*TEXT PROVIDED*
West Virginia has established a new health order establishing statewide standards for social distancing in stores that remain open as the state continues to try to slow the spread of coronavirus.
The broader order has hit even as discussions have heightened in recent days over how and when West Virginia should begin to ease social distancing guidelines.
Earlier orders focused on specific “hotspots” in West Virginia and authorized the health departments in those counties to establish policies governing foot traffic in businesses considered essential.
The new, statewide order has drawn a mixed reaction from county leaders around the state.
Kanawha County leaders sent out a statement critical of the statewide rule, saying it loosens up what was established two weeks ago by the Kanawha-Charleston Health Department.
Commissioners in Monongalia and Wood counties, speaking to MetroNews by telephone, said a statewide rule offers consistency — and likely should have been the approach in the first place.
The state Bureau for Public Health said the rule is meant to provide consistency to retailers and shoppers by implementing uniform social distancing guidelines.
“This aligns with Governor Justice’s direction to us that we continue to do everything in DHHR’s power to slow the spread of COVID-19 in our communities, while also keeping critical retail operations open and functioning in a safe manner for both the employees and the public,” stated Dr. Cathy Slemp, State Health Officer and Commissioner of DHHR’s Bureau for Public Health.
The new rule says businesses that remain open during the pandemic must implement a written plan to limit staff, contractors and vendors to essential personnel.
Businesses that remain open are also to implement social distancing practices, including a minimum 6-foot distance from other people, where possible.
Hygienic and disinfecting supplies are to be made available to staff and others. And protective barriers are to be made available to employees exposed to the general public.
The new rule establishes limits of two members of the public per 1,000 feet of customer floor space at any time.
Businesses that are smaller than a thousand feet of space aren’t supposed to have more than five people, including employees, at any given time.
For businesses with at least 80 percent of sales in grocery food products, it’s a little looser — 3 members of the public per 1,000 square feet.
Businesses are supposed to enforce social distancing — for example, creating one-way aisles or marking off 6-foot boundaries in areas where people are likely to stand or wait in line.
The rule allows for a fine of no more than $200 for those who don’t comply.
Kanawha County leaders sent out a response that criticized the rule for being looser than what that county already had in place.
After Kanawha County was declared a “hotspot” on April 4, Health Director Sherri Young established a standard of two people per 1,000 square feet.
The state guideline allowing three people per 1,000 square feet in grocery stores is more lax, Kanawha County commissioners stated.

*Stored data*

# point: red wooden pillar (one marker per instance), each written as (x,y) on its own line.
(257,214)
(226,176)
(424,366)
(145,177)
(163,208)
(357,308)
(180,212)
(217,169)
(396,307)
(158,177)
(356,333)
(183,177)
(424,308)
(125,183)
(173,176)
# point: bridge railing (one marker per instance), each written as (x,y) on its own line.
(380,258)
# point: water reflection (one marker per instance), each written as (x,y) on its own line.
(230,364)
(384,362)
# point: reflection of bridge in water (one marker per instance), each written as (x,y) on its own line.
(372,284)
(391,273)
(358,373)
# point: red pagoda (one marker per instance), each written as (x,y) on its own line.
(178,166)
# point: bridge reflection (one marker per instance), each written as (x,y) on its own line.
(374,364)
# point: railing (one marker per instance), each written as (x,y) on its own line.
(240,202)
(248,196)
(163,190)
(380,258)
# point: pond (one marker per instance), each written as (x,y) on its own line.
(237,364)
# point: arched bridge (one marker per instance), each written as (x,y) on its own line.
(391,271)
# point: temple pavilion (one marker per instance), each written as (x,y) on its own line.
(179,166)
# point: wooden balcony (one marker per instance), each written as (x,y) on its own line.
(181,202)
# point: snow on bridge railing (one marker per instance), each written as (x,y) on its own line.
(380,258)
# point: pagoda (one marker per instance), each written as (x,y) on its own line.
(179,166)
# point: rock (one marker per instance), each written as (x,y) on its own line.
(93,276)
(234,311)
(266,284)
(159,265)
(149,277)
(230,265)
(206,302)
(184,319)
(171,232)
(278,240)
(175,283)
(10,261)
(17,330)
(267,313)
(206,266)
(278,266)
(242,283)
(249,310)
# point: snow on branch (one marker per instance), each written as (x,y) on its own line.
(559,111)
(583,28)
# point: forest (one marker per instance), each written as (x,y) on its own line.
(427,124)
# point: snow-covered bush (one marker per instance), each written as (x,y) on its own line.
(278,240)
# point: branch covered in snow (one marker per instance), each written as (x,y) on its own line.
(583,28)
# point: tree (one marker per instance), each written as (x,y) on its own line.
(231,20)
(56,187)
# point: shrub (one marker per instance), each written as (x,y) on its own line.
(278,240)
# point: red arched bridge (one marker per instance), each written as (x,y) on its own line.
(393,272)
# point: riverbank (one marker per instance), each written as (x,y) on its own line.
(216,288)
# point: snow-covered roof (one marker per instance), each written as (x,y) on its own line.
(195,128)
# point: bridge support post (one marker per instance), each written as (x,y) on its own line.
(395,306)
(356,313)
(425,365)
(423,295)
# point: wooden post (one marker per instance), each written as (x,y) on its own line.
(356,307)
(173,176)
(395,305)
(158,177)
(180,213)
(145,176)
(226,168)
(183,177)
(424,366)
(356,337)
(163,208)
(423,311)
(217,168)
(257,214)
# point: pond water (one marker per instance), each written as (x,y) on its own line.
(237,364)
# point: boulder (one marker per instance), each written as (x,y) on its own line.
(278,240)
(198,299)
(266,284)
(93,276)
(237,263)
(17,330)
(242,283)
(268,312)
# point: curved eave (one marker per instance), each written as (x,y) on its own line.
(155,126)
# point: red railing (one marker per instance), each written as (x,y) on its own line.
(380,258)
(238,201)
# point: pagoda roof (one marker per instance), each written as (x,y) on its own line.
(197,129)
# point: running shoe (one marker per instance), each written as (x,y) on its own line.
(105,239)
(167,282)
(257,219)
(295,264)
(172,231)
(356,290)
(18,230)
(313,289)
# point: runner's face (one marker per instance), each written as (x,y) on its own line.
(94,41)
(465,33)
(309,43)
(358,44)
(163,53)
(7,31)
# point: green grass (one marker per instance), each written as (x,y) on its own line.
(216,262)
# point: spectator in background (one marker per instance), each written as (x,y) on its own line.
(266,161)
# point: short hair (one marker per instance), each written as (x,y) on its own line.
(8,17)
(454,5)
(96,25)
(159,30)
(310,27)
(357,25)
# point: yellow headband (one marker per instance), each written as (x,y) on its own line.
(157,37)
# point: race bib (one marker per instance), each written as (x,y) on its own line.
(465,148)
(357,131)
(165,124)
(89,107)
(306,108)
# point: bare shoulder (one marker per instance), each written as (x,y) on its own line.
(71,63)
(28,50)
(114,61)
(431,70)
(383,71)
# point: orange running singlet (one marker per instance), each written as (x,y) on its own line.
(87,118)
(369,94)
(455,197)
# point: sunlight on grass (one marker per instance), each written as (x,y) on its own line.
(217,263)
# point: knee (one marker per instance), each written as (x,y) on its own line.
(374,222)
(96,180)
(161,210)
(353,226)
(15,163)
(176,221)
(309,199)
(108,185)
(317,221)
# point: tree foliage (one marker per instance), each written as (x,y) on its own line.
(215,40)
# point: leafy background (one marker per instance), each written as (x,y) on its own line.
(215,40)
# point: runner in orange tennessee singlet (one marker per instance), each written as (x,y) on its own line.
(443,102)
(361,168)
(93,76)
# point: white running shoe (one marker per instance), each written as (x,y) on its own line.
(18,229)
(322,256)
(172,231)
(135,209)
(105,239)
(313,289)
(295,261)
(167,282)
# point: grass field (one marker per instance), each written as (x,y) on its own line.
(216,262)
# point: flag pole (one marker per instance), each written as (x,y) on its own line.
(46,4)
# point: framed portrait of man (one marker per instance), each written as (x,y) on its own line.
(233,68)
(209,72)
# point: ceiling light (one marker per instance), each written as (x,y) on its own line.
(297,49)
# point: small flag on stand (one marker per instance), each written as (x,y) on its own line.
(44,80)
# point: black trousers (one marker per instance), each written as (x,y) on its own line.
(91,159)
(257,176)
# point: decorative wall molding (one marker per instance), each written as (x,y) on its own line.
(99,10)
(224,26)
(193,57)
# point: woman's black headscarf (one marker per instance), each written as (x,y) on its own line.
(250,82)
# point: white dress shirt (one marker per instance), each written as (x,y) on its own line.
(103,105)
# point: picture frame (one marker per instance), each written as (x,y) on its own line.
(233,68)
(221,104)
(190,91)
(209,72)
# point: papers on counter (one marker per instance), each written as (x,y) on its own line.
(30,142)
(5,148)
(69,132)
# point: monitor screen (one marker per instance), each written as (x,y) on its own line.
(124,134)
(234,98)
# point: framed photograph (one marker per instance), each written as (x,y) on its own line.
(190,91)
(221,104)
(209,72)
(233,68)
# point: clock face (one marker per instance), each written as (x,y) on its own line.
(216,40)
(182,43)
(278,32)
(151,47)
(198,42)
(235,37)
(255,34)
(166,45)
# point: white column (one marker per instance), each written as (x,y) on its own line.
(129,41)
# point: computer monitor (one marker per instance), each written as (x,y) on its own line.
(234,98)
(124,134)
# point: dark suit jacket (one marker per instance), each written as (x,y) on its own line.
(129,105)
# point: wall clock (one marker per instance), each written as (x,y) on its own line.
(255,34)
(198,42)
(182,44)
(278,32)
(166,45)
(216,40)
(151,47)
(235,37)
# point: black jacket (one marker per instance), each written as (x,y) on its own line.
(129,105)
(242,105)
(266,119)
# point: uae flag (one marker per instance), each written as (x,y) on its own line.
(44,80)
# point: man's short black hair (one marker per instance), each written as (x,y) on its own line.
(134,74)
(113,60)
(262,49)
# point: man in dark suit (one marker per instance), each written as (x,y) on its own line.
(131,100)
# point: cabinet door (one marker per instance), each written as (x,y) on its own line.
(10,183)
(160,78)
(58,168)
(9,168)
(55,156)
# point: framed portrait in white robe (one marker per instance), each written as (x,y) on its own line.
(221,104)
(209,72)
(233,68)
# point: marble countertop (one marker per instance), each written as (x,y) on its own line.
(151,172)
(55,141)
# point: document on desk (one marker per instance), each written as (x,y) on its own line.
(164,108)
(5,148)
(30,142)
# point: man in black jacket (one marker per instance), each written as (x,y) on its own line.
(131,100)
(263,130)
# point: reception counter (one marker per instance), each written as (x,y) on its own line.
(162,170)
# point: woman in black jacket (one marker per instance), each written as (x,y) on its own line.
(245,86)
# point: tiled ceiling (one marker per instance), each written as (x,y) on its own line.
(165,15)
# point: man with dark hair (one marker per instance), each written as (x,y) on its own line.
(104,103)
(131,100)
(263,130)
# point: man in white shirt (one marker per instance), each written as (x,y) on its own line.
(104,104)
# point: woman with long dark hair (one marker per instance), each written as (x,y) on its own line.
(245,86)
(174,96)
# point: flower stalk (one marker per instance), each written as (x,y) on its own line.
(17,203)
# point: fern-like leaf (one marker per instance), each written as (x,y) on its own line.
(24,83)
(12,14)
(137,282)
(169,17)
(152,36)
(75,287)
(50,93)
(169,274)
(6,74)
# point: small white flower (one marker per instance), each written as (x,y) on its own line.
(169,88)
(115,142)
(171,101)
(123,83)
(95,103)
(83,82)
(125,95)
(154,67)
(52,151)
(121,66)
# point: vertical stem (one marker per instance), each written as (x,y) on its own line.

*BRIEF A*
Answer these questions using the article on West Virginia's social distancing order.
(i) What is the maximum fine for businesses that don't comply with the new rule?
(ii) On what date was Kanawha County declared a "hotspot," and who then set a standard of two people per 1,000 square feet there?
(iii) How many members of the public per 1,000 square feet does the rule allow in businesses with at least 80 percent of sales in grocery food products?
*BRIEF B*
Write the next part of the article on West Virginia's social distancing order, starting after its final sentence.

*TASK RESULT A*
(i) No more than $200.
(ii) April 4; Health Director Sherri Young.
(iii) Three members of the public per 1,000 square feet.

*TASK RESULT B*
“Adding 50 percent more foot traffic increases the risks to customers and frontline employees,” stated Kanawha County Commissioner Ben Salango, who is running for governor in the Democratic primary.
“It goes against everything we are trying to do during this time of asking people to stay home and socially distance.”
Charleston Mayor Amy Shuler Goodwin also protested change in the statewide rule.
“The Emergency Legislative Rule issued today has great potential to cause a more rampant spread of this virus,” Goodwin stated.
“The health order put in place by Dr. Sherri Young limits the amount of exposure that the general public and our front line workers receive.”
Monongalia County Commission President Tom Bloom, on the other hand, said the statewide order provides consistency. He suggested some details of the statewide order — such as the enforcement requirements for individual businesses — are stronger than what Monongalia County already had in place.
“We have some counties doing one item and other counties doing others,” Bloom said on the telephone.
Bloom also said the order sends a message. Bloom said the state would be wise to limit business activity for a few more weeks to continue suppressing the spread of the coronavirus.
“Let’s do this for several more weeks and see the numbers come down and everyone will be able to benefit by opening up slowly. So I agree with it,” Bloom said. “This, I believe, is in the best interest of the welfare of the citizens of West Virginia, and I support it.”
Wood County Commission President Blair Couch said leaders based guidelines there on what earlier counties had established.
“They left it to us. So, Berkeley, Monongalia, Kanawha, all these folks had done some heavy lifting. I felt like we had done what the governor asked,” Couch said.
He said there are some differences between what the state is establishing and what Wood put in place just this week — like more leeway in customers per square feet for groceries, but also a more specific requirement for stores to post the guidelines in writing.
All in all, though, Couch didn’t disagree with the decision to put guidelines in place statewide.
“It should have been statewide from Day 1,” Couch said.